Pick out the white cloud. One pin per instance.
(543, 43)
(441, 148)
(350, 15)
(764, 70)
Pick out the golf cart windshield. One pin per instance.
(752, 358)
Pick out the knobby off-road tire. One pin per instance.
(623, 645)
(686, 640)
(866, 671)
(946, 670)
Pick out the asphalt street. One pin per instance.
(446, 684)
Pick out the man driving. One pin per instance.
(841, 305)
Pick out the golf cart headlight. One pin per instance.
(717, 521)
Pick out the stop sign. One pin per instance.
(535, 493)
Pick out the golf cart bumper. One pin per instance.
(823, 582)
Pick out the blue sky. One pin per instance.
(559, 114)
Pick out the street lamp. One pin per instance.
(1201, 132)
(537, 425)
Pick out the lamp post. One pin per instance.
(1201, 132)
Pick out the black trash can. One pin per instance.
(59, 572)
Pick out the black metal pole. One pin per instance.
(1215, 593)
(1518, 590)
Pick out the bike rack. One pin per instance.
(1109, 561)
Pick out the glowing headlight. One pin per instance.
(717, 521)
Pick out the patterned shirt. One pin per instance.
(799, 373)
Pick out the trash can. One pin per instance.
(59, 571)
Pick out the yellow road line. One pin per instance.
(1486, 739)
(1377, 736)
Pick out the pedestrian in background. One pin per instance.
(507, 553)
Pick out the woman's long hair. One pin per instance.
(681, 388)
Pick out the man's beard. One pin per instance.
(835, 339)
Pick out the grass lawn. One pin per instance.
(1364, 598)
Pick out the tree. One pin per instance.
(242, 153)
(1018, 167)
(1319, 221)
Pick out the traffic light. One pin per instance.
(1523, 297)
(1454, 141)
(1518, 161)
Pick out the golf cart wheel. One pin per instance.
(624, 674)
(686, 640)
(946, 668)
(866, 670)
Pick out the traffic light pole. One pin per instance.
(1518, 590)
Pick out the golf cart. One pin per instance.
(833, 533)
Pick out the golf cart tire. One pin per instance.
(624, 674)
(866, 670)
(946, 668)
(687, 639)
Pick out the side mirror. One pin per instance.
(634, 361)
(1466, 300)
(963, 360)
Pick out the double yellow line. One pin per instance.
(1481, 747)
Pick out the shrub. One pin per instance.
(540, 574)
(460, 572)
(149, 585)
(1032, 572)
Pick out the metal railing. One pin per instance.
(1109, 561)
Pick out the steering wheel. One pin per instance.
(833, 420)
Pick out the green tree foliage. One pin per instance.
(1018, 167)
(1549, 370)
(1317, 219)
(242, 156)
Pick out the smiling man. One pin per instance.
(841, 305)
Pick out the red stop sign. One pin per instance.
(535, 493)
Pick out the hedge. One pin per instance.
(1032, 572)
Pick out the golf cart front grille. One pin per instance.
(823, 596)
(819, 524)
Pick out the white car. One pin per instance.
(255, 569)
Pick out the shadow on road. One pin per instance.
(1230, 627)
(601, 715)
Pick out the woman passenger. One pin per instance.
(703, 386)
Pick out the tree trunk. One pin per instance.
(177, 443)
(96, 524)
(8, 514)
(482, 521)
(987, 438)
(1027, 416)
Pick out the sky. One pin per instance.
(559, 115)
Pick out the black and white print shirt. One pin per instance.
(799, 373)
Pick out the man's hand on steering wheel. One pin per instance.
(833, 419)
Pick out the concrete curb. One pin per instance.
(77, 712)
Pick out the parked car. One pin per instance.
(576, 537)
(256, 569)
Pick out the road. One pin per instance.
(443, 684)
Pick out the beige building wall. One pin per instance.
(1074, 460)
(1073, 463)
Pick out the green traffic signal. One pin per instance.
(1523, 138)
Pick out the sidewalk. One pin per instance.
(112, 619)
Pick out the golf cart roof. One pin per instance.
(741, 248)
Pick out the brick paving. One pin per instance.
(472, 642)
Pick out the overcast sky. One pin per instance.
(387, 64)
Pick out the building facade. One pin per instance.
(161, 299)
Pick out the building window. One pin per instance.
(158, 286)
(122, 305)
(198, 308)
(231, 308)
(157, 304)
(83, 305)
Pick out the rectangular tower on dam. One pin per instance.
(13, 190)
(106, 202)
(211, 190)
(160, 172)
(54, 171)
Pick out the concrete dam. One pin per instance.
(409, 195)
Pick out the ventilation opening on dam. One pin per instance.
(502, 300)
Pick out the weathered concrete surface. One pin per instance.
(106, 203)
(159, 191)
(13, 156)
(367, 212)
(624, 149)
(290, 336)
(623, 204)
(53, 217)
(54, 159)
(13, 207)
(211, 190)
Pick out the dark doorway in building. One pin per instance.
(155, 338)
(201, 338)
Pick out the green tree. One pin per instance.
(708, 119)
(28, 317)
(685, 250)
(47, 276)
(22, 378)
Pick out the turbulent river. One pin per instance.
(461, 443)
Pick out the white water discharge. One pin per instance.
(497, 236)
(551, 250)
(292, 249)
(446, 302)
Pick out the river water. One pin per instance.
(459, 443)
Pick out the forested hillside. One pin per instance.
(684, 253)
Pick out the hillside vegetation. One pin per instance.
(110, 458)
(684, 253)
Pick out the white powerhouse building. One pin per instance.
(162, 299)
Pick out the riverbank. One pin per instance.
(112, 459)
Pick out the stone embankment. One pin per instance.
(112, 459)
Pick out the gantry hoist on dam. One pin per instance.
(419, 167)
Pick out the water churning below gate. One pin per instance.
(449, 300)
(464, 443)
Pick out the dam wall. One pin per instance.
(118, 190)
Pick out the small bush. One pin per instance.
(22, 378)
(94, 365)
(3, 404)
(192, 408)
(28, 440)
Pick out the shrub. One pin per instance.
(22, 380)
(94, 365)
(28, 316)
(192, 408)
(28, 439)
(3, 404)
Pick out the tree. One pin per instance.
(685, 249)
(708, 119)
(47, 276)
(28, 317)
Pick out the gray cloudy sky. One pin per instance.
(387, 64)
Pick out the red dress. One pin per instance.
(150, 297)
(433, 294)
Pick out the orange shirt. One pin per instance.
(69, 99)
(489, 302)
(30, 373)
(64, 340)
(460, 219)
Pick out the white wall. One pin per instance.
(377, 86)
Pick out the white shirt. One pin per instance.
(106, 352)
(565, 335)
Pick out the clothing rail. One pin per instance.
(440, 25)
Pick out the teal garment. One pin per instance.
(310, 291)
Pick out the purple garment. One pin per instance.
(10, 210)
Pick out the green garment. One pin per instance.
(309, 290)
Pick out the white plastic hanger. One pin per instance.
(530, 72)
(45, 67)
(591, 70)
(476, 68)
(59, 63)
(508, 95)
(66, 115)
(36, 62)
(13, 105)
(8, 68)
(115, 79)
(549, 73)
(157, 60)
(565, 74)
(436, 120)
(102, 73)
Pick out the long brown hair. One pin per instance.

→ **Exercise**:
The lines above should be duplicated exactly.

→ **Task result**:
Pick out the white cloud. One pin per instance.
(543, 43)
(441, 148)
(350, 15)
(764, 70)
Pick out the golf cart windshield. One pin per instance.
(752, 358)
Pick out the knobby off-road tire. One pin per instance.
(623, 645)
(686, 640)
(866, 671)
(946, 670)
Pick out the asphalt street. One pin per instance.
(446, 684)
Pick out the man driving. One pin per instance.
(841, 305)
Pick out the golf cart headlight. One pin per instance.
(717, 521)
Pick out the stop sign. One pin per instance.
(535, 493)
Pick out the golf cart bumper. One pin per instance.
(823, 582)
Pick out the blue sky. One pin per instance.
(559, 114)
Pick out the street lamp. One pin per instance.
(1201, 132)
(537, 425)
Pick out the lamp post. One pin per instance.
(1201, 132)
Pick out the black trash can. One pin per instance.
(59, 572)
Pick out the black metal pole. One pin per instance.
(1215, 593)
(1518, 590)
Pick out the bike rack. One pin per instance.
(1109, 561)
Pick out the glowing headlight. One pin per instance.
(717, 521)
Pick out the patterned shirt. One pin per instance.
(799, 373)
Pick out the trash can. One pin per instance.
(59, 571)
Pick out the yellow road line. One pin per instance.
(1486, 739)
(1377, 736)
Pick out the pedestrian in background. One pin per instance.
(507, 553)
Pick out the woman's long hair. One pin per instance.
(681, 388)
Pick out the man's beard. One pin per instance.
(835, 339)
Pick out the grass lawn. One pin per instance.
(1364, 598)
Pick out the tree. One pin per instance.
(242, 153)
(1018, 167)
(1319, 221)
Pick out the traffic light. One pin per instance.
(1523, 297)
(1454, 141)
(1518, 161)
Pick out the golf cart wheel. One pin per instance.
(624, 674)
(686, 640)
(946, 668)
(866, 670)
Pick out the traffic light pole. One pin per instance.
(1518, 590)
Pick out the golf cart. One pin per instance.
(833, 533)
Pick out the golf cart tire. One pin per instance.
(624, 674)
(866, 670)
(946, 668)
(687, 639)
Pick out the side mirror. One pin per instance.
(634, 361)
(1466, 300)
(963, 360)
Pick out the double yellow line. One pin per instance.
(1481, 747)
Pick out the shrub. One pin per instance.
(540, 574)
(460, 572)
(149, 585)
(1032, 572)
Pick out the metal railing. One pin per instance.
(1109, 561)
Pick out the steering wheel. One pin per instance.
(833, 420)
Pick out the green tree foliage. One pin per instance.
(1018, 167)
(1549, 370)
(1317, 219)
(242, 156)
Pick out the smiling man. One pin per instance.
(841, 305)
Pick out the red stop sign. One pin per instance.
(535, 493)
Pick out the hedge. One pin per instance.
(1032, 572)
Pick out the golf cart front grille. One pin per instance.
(823, 596)
(819, 524)
Pick out the white car. One pin per instance.
(255, 569)
Pick out the shadow on road. One pin per instance.
(1230, 627)
(601, 715)
Pick out the woman passenger. One pin per instance.
(703, 386)
Pick out the tree trunk. One pin per instance.
(177, 443)
(96, 524)
(8, 514)
(482, 521)
(987, 438)
(1027, 416)
Pick out the sky. One pin per instance.
(559, 115)
Pick out the black and white print shirt. One pin per instance.
(799, 373)
Pick out the man's hand on steering wheel. One pin per instance.
(833, 419)
Pick out the concrete curb. One pin per instance.
(77, 712)
Pick out the parked car. One pin per instance.
(576, 537)
(256, 569)
Pick out the road. One pin per instance.
(443, 684)
Pick out the beige building wall. One pin per instance.
(1074, 460)
(1073, 463)
Pick out the green traffic signal. One pin per instance.
(1523, 138)
Pick out the sidewalk. One pin per instance.
(112, 619)
Pick out the golf cart roof. One pin per instance.
(741, 248)
Pick out the brick paving. One pin per instance.
(472, 642)
Pick out the overcast sky. One pin per instance.
(387, 64)
Pick out the building facade. One pin per instance.
(161, 299)
Pick out the building window. One pin per instance.
(158, 286)
(122, 305)
(198, 308)
(231, 308)
(157, 304)
(83, 305)
Pick out the rectangular tower on dam. One pin per instance.
(13, 190)
(106, 202)
(211, 190)
(160, 172)
(54, 171)
Pick out the concrete dam. One pin per instance.
(409, 195)
Pick out the ventilation opening on dam. One pin per instance.
(502, 300)
Pick out the weathered concrete surface. One pin per instance.
(106, 203)
(159, 191)
(13, 156)
(367, 212)
(624, 149)
(290, 336)
(623, 204)
(53, 217)
(54, 159)
(13, 207)
(211, 190)
Pick out the dark doorway in building. One pin per instance.
(155, 338)
(201, 338)
Pick out the green tree. One pin per instance.
(708, 119)
(28, 317)
(685, 250)
(47, 276)
(22, 378)
Pick out the turbulent river. One pin per instance.
(461, 443)
Pick out the white water discharge. One pin per instance.
(497, 236)
(551, 250)
(292, 249)
(446, 302)
Pick out the river water. One pin per instance.
(459, 443)
Pick out the forested hillside. One pin per instance.
(684, 253)
Pick out the hillside vegetation. One pin per instance.
(110, 458)
(684, 253)
Pick out the white powerhouse building. One pin per instance.
(162, 299)
Pick out the riverbank. One pin per instance.
(112, 459)
Pick out the stone embankment. One pin per instance.
(112, 459)
Pick out the gantry hoist on dam. One pin per instance.
(419, 167)
Pick out the water churning below gate. One pin per instance.
(449, 300)
(464, 443)
Pick out the dam wall. One pin per instance.
(118, 190)
Pick out the small bush. One pin per instance.
(22, 378)
(94, 365)
(3, 404)
(192, 408)
(28, 440)
Pick out the shrub. One pin per instance.
(22, 380)
(94, 365)
(28, 316)
(192, 408)
(28, 439)
(3, 404)
Pick out the tree. One pin per instance.
(685, 249)
(708, 119)
(47, 276)
(28, 317)
Pick out the gray cloudy sky. One pin per instance.
(387, 64)
Pick out the red dress. One pin per instance.
(150, 297)
(433, 294)
Pick out the orange shirt. One pin per instance.
(69, 99)
(489, 302)
(30, 373)
(64, 340)
(460, 219)
Pick out the white wall. One pin per instance.
(377, 86)
Pick out the white shirt. One pin per instance.
(106, 352)
(565, 335)
Pick out the clothing rail. One pin per instance.
(440, 25)
Pick out the teal garment. One pin per instance.
(310, 291)
Pick out the purple garment. One pin per instance.
(10, 210)
Pick out the green garment. One pin per instance.
(309, 290)
Pick out the white plastic hanger. One pin per instance.
(530, 72)
(45, 67)
(591, 70)
(476, 68)
(59, 63)
(508, 95)
(66, 115)
(36, 62)
(13, 105)
(8, 68)
(115, 79)
(549, 73)
(157, 60)
(565, 74)
(436, 120)
(102, 73)
Pick out the long brown hair. One pin per instance.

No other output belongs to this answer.